◆ **PROVIDED PASSAGE**

# Hi all im new here, and needing lots of advice please...



## jeffreyjay (Mar 24, 2014)

Im looking into building a hurricane on a 1:1 scale. Does anyone have any dimensions of the cockpit area and the vertical ribs which form the main fuselage of the plane? any help gratefully received

Any hints/tips? clues etc.. Really need to get some dimensions of the cockpit area if anyone has any? thanks for any help you can offer


----------



## N4521U (Mar 24, 2014)

1:1................?
You'll fit right in here mate!


----------



## T Bolt (Mar 24, 2014)

Welcome to the Forum!
Can't really help you with the Hurricane dimensions, but several other guys here including myself are constructing 1:1 cockpits so may be able to help out with methods of fabrication and other such things. So far we have a P-47, a P-51, 2 Spitfires and a Sopwith Pup going, using various building materials including wood, steel, aluminum, and various actual aircraft parts. All can be found in the modeling section under "Start to Finish Builds" Just look for titles with 1:1 in the title
Good luck with your project and consider documenting your progress and posting it here, I'm sure there would be a lot of interest in it.


----------



## vikingBerserker (Mar 24, 2014)

Welcome aboard Jeff. In wonder if your best bet is to get a copy of the official blue prints/drawings.


----------



## Aaron Brooks Wolters (Mar 24, 2014)

Welcome to the asylum Jeff. I think you'll fit in rather well. And as T Bolt has suggested, there are many here willing to help out. It may take a little bit but things like this do.


----------



## Airframes (Mar 25, 2014)

If this is going to be a static replica cockpit, or a flight sim cockpit, then I'd guess that absolute exact measurements are not required. If that's the case, then a set of good scale drawings, such as those from Arthur Bentley, would provide the basic dimensions when measured, then just scale up. Given you transfer and scale the measurements correctly, the then full-size item should be as near as makes no difference.

◆ **SET EXERCISE 1**
In the forum thread about building a full-size Hurricane cockpit, which aircraft does T Bolt list as the 1:1 projects already underway?
◆ **SET EXERCISE 2**
Write the next post in the forum thread about building a full-size Hurricane cockpit, picking up after the last post.

◆ **INFORMATION GIVEN**
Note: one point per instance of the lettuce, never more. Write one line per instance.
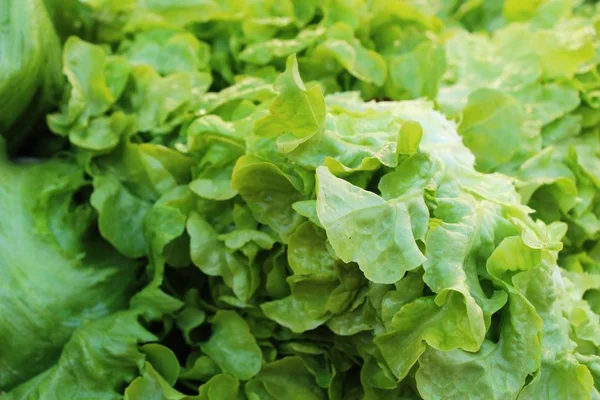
(303, 200)
(30, 68)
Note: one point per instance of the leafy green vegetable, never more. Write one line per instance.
(300, 200)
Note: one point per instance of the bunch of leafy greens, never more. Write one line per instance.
(345, 199)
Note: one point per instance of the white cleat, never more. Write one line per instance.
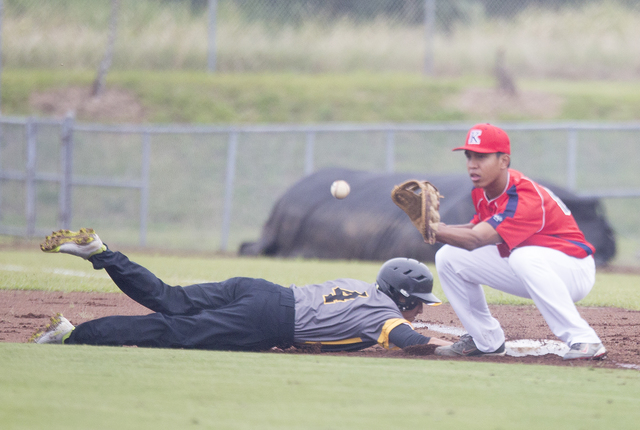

◆ **TASK OUTPUT 1**
A P-47, a P-51, two Spitfires and a Sopwith Pup.

◆ **TASK OUTPUT 2**
----------



## Wayne Little (Mar 25, 2014)

G'day mate welcome aboard...


----------



## jeffreyjay (Mar 25, 2014)

Thanks for the warm welcome guys. All help greatly appreciated. Its purely going to be something for me to build with no purpose other than to look pretty outside my workshop. I would like the dimensions as close as possible and hoping to build the majority of it from wood as im a carpenter and an upholsterer. Does anyone know if I will need a steel/aluminium frame to take the weight or will wood be enough on something over 30 foot long?


----------



## jeffreyjay (Mar 25, 2014)

I have a set of Arthur Bentley plans. Im going to make a start on the scaling up tonight


----------



## Airframes (Mar 25, 2014)

I think you'd need some form of reinforcing, to take the weight, and prevent distortion. The static replica Hurricane airframes are built over a tubular steel frame, both square and round tube, with moulded glass fibre 'skin'. The main area which would certainly need strength would be the wing, otherwise it would develope a distinct anhedral!
Remember also that if the cockpit is going to be even partially detailed, that the real aircraft, having a tubular frame construction, had this framework visible, as part of the cockpit structure, on to which the various fittings were attached.
The photos show the replica at Elvington, with some of the internal frames visible inside the center section, which, of course, bear no resemblance to the real thing, and are purely for constructional integrity.


----------



## jeffreyjay (Mar 26, 2014)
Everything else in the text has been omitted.